§ **Work required**
Among the entries below, one line contains "positive clicks: (756, 221)" and another contains "negative clicks: (787, 151) (797, 333)". Transcribe those two lines and every line between them, exactly.

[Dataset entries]
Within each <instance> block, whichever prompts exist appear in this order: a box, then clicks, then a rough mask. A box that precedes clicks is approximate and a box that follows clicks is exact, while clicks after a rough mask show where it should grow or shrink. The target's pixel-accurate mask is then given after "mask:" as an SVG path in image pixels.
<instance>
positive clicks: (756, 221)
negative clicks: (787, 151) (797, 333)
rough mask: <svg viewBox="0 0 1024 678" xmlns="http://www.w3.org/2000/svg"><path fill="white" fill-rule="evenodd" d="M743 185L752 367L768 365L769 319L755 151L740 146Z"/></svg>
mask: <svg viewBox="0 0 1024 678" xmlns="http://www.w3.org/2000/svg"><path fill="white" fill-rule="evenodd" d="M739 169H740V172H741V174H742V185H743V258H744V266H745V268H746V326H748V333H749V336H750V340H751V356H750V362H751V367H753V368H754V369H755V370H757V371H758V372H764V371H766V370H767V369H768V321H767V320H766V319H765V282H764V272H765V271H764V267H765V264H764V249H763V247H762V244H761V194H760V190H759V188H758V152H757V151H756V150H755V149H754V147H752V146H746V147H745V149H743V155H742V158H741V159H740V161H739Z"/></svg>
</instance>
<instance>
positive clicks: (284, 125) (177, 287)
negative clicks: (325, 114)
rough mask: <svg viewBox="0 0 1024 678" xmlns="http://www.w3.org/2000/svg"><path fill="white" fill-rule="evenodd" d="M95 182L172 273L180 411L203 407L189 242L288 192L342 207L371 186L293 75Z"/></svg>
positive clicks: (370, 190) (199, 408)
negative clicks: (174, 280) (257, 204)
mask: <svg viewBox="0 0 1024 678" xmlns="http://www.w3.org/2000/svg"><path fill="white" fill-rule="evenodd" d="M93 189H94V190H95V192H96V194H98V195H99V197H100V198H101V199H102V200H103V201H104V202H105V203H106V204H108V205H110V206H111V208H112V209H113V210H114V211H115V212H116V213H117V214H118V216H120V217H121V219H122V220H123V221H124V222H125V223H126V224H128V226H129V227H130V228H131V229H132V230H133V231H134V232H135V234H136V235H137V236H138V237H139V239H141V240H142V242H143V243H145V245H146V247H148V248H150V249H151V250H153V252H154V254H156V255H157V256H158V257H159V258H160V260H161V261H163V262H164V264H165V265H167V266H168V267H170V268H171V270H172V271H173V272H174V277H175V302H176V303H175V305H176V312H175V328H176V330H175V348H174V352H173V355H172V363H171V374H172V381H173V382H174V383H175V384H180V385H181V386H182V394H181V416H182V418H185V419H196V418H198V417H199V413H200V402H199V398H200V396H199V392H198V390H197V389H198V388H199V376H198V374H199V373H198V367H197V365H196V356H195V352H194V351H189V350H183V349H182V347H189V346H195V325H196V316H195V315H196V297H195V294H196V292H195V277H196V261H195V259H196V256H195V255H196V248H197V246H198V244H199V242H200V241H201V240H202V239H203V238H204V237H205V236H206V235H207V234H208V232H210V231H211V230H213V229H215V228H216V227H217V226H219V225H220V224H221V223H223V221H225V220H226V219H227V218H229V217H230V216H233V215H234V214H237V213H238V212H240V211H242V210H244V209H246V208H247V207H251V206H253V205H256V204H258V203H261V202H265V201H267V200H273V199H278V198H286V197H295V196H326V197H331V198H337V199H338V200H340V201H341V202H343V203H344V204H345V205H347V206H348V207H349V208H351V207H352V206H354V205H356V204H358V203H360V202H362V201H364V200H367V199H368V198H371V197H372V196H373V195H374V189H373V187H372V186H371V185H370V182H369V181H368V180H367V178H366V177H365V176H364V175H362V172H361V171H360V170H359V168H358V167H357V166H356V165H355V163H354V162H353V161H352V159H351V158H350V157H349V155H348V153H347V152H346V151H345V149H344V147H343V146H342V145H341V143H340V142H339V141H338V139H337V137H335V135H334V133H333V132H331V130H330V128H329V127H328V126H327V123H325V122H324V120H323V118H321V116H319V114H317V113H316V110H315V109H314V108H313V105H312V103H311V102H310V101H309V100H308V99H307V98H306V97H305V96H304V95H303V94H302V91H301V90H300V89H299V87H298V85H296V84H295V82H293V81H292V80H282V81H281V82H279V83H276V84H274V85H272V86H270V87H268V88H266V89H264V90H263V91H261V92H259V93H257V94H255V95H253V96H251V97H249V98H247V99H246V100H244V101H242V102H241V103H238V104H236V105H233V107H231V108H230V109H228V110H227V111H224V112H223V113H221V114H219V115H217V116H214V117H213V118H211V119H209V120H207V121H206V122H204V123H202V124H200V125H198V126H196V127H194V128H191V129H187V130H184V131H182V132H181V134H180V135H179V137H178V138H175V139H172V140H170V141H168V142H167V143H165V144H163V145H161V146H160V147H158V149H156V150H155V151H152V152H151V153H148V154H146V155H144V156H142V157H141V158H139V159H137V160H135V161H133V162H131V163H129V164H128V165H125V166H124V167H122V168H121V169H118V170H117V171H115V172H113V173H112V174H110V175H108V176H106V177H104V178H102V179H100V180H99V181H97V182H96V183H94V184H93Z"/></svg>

§ **Exercise solution**
positive clicks: (756, 221)
negative clicks: (787, 151) (797, 333)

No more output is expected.